**Goal**
Return the records below from the line containing "One keypoint belongs on each instance. Indicate the balcony" onward, exactly, through and including the last line.

* * * * * * * * *

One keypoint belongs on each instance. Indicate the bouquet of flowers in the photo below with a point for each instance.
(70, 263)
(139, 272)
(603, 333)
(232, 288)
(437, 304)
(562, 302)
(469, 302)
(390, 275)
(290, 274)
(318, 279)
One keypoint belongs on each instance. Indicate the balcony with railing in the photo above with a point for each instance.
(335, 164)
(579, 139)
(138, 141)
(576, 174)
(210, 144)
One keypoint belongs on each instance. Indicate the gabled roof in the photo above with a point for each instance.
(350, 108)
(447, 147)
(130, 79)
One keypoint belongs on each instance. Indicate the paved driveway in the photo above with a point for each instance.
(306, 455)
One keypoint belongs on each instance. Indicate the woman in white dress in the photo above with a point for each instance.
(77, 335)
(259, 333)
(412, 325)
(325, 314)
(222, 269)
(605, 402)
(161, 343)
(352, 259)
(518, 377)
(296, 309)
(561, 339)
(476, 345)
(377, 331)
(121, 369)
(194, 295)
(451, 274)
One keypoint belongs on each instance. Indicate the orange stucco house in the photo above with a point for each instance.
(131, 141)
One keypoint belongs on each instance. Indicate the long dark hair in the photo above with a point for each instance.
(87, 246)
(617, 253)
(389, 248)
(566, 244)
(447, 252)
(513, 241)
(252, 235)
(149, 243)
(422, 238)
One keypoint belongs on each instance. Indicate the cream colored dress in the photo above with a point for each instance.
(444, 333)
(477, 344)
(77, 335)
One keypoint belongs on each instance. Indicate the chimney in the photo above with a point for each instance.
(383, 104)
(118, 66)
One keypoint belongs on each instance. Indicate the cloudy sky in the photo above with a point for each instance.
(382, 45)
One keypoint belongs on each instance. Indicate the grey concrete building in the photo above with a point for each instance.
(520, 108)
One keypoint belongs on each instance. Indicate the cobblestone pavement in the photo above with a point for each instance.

* * * * * * * * *

**Answer to the exercise**
One keypoint belongs on each instance. Indicate the balcony with railing in the photo above with a point for each instance.
(335, 164)
(579, 139)
(138, 141)
(576, 174)
(210, 144)
One keypoint belongs on each instance. Indicate the gabled roof in the photo above with a point for each instance.
(350, 108)
(447, 147)
(130, 79)
One keypoint belongs on each instance. Indicate the paved driveway in the photo above with a point for each instance.
(306, 455)
One keypoint belongs on each instance. Indicate the woman in white dress in the photo above with a point for each instance.
(77, 335)
(259, 333)
(412, 325)
(325, 314)
(222, 269)
(605, 402)
(161, 343)
(352, 259)
(518, 377)
(296, 309)
(561, 339)
(476, 345)
(377, 331)
(121, 369)
(194, 295)
(451, 274)
One keypoint belongs on each instance. Indicate the orange stucco house in the photo above with a point for each instance.
(131, 141)
One keypoint belongs on each instance. Indicate the long dark hair in the photo above with a point for each instance.
(87, 246)
(617, 253)
(389, 248)
(566, 244)
(447, 252)
(513, 241)
(252, 235)
(149, 243)
(422, 238)
One keypoint belongs on each instance. Indicate the cream colored dress in the photo above with a point for each instance.
(444, 333)
(477, 344)
(77, 335)
One keypoint belongs on each instance. Indicate the chimney in the photo above with a point for each instance.
(383, 104)
(118, 66)
One keypoint belongs on each instance. Indicate the cloudy sky in the photo above with a point for each instance.
(382, 45)
One keypoint belongs on each instance. Indicate the grey concrete building in the photo above with a point for each instance.
(520, 108)
One keypoint belongs on each instance. Indicate the cobblestone pavement in the photo above with a point for each instance.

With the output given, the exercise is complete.